__Consignes__
- a) Dans l'entretien avec Marga Berra, quelle langue parlait-elle avec son père ?
- b) Reproduisez à l'identique le passage de l'entretien avec Marga Berra, depuis « Marga Berra Zubieta » jusqu'à « entre les langues. » inclus.

__Extrait choisi__
Marga Berra

Marga Berra

"La diversité linguistique me semble être un signal de solidarité et d’ouverture"

  • ICB - Xan Aire
  • 10-04-2017
  • Langue : Basque

Marga Berra Zubieta (1990, Hendaye, Labourd) est graphiste et artiste. Elle vit à Paris, tout en gardant un pied et son âme au Pays Basque. Elle présente à la médiathèque de Biarritz l’exposition In Varietate Concordia, réalisée dans le cadre de Donostia 2016, afin de chatouiller les esprits d'un écho provoqué entre les langues.

Hendaye, croisement des langues et cultures... Quelles places avaient-elles, au sein de votre enfance ?
J’ai été élève de l’ikastola, et lorsque nous étions en CP, une nouvelle élève nous a rejoints : Kristiñe Txoperena. Elle ne comprenait pas un mot de français, et ses parents avaient su que dans notre foyer, comme chez eux, deux langues se côtoyaient : nous avons toujours parlé basque avec notre père, et français avec notre mère. Nous avons donc procédé à un échange - compte tenu que l’euskara était garanti dans chaque foyer, à l’ikastola et dans notre relation amicale – pour que Kristiñe apprenne le français, et moi l’espagnol : nos vacances étaient scindées en deux, et je prenais un immense plaisir à m’approprier une troisième langue. Mais je ne me rendais pas forcément compte de ma chance : l’importance de cette richesse, une telle ouverture à l’âge de sept ans, une solidité, sans oublier que nous avons appris l’anglais au collège. Dès tout jeune, on sait que le monde n’est pas regardé d’une seule manière.

Les préjugés perdurent pourtant, particulièrement vis-à-vis du modèle immersif en euskara...
Les gens n’ont qu’à constater que le fait d’avoir appris à écrire et compter en euskara ne nous a pas empêché de suivre nos études dans d’autres langues, ni de travailler dans le monde entier... L’immersion en basque, c’est une ouverture : ce n’est pas un modèle monolingue, puisque l’immersion apporte un équilibre, en donnant une solidité en euskara dans un environnement majoritairement non-bascophone. De ce socle, on apprend à jouer avec les langues, et à 18 ans, on peut parvenir aux portes de l’université avec quatre langues maîtrisées.

Par contre, Txingudi n’est pas Bilbao... Qu’est-ce qui vous a destinée à vivre de l’art ?
Nos parents nous ont toujours ouvert à l’art : le théâtre, la danse, les expositions... Maindi, une cousine d’un an mon aînée, avait choisi d’aller étudier les Arts Appliqués au lycée Cantau. Cela m’avait chatouillé l’esprit : j’avais pris ce que l’ikastola pouvait me donner, et besoin d’un baccalauréat spécial, qui ne serait malheureusement pas en basque, et se déroulerait sans mes amis.

__Données enregistrées__
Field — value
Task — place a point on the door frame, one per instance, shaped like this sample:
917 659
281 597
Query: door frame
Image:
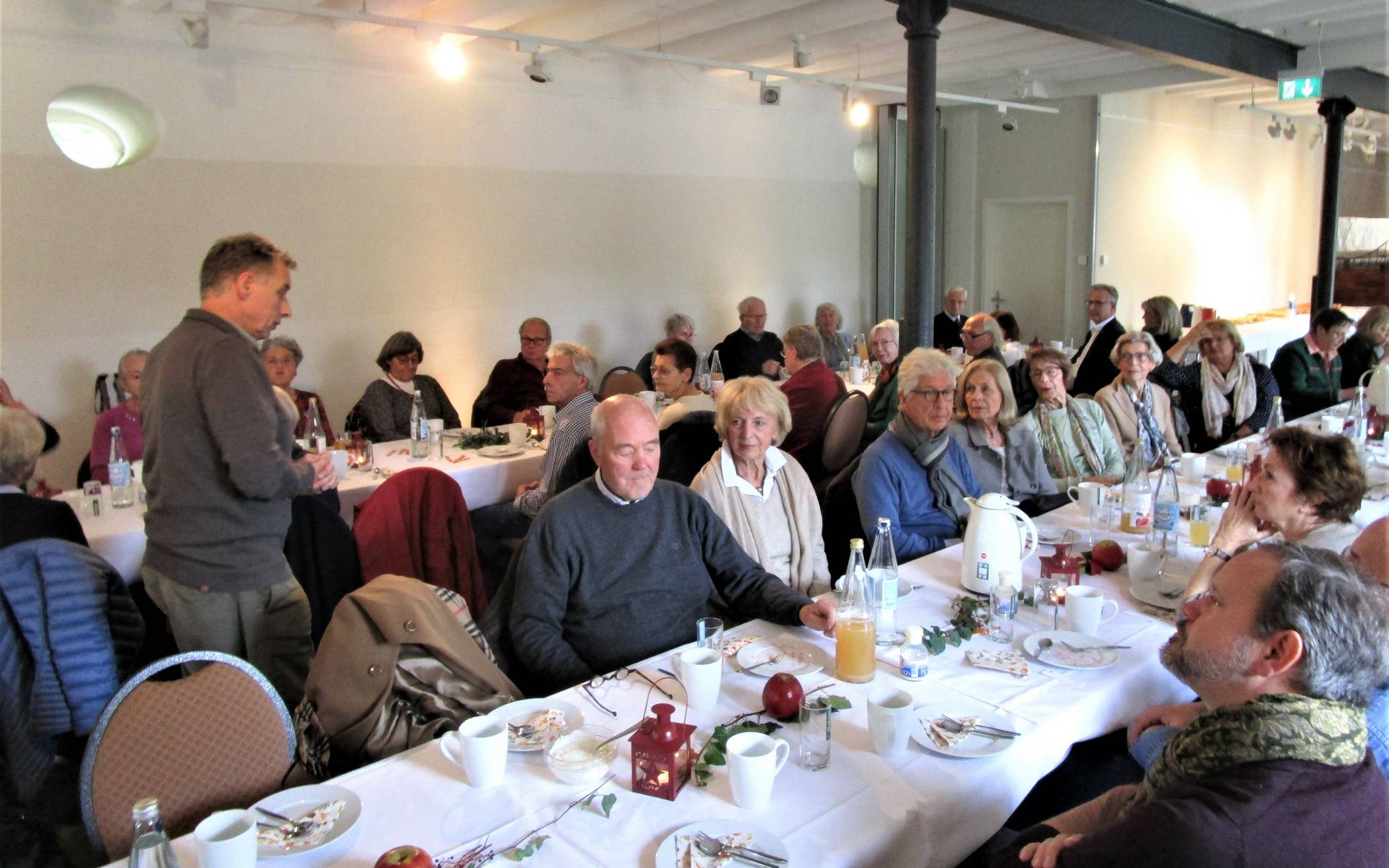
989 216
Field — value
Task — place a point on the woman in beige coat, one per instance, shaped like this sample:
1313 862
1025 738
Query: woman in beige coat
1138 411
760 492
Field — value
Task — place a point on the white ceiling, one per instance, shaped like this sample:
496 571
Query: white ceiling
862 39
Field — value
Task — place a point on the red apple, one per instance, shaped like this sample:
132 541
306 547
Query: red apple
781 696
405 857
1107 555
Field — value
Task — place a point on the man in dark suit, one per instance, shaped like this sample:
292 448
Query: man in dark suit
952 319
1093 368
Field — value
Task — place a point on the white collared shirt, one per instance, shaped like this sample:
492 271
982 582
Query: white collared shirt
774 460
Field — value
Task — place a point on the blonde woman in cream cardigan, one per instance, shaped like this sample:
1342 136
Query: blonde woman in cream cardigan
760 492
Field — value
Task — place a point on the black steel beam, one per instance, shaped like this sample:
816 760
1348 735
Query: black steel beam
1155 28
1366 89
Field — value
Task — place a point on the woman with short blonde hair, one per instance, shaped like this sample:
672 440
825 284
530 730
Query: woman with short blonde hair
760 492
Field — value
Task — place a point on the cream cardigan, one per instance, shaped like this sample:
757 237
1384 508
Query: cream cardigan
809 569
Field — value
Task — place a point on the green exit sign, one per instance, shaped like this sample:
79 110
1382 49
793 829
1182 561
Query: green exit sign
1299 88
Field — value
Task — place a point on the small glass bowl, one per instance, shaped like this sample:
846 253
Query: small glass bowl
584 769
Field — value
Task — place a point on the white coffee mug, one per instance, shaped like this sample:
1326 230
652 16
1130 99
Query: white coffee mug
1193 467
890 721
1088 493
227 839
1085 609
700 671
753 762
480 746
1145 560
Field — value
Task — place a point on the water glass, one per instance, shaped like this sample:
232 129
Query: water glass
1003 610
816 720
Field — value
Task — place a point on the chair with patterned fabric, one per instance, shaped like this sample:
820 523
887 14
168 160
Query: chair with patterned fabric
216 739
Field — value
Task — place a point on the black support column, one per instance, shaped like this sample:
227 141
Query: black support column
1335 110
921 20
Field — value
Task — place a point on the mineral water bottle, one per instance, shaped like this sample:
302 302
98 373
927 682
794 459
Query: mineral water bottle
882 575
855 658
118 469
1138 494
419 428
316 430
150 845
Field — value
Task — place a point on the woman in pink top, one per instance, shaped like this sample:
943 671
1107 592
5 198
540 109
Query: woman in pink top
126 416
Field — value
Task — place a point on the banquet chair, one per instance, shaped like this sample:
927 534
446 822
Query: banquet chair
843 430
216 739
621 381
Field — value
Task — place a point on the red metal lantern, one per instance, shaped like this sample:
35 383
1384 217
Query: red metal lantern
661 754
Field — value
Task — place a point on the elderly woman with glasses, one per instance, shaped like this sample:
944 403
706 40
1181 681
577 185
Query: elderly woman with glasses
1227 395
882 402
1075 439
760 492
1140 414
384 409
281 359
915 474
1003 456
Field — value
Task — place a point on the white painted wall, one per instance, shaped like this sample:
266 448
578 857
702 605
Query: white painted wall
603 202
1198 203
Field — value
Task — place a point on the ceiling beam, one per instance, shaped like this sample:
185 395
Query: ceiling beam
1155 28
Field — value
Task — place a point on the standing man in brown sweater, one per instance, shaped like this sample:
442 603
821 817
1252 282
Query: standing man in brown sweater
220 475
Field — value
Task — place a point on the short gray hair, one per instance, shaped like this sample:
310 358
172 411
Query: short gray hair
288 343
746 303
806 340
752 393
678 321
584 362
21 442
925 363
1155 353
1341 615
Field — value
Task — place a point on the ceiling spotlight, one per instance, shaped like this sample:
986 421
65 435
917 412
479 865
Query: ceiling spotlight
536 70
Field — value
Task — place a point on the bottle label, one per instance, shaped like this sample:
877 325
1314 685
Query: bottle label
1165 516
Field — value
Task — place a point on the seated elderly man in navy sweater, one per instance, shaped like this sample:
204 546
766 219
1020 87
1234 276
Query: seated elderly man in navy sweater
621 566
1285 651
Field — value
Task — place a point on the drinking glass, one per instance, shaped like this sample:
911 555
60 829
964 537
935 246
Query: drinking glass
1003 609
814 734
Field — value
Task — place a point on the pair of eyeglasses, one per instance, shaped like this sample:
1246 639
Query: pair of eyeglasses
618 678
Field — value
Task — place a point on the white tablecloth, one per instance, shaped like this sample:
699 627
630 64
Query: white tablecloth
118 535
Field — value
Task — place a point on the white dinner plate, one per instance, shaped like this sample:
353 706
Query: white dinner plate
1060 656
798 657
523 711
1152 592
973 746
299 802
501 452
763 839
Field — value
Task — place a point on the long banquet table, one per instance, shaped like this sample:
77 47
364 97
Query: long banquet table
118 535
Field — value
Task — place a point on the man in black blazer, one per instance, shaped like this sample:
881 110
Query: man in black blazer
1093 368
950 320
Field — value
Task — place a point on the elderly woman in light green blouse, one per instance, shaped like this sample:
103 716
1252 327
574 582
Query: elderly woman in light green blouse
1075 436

__Réponses__
- a) Le basque.

- b)
Marga Berra Zubieta (1990, Hendaye, Labourd) est graphiste et artiste. Elle vit à Paris, tout en gardant un pied et son âme au Pays Basque. Elle présente à la médiathèque de Biarritz l’exposition In Varietate Concordia, réalisée dans le cadre de Donostia 2016, afin de chatouiller les esprits d'un écho provoqué entre les langues.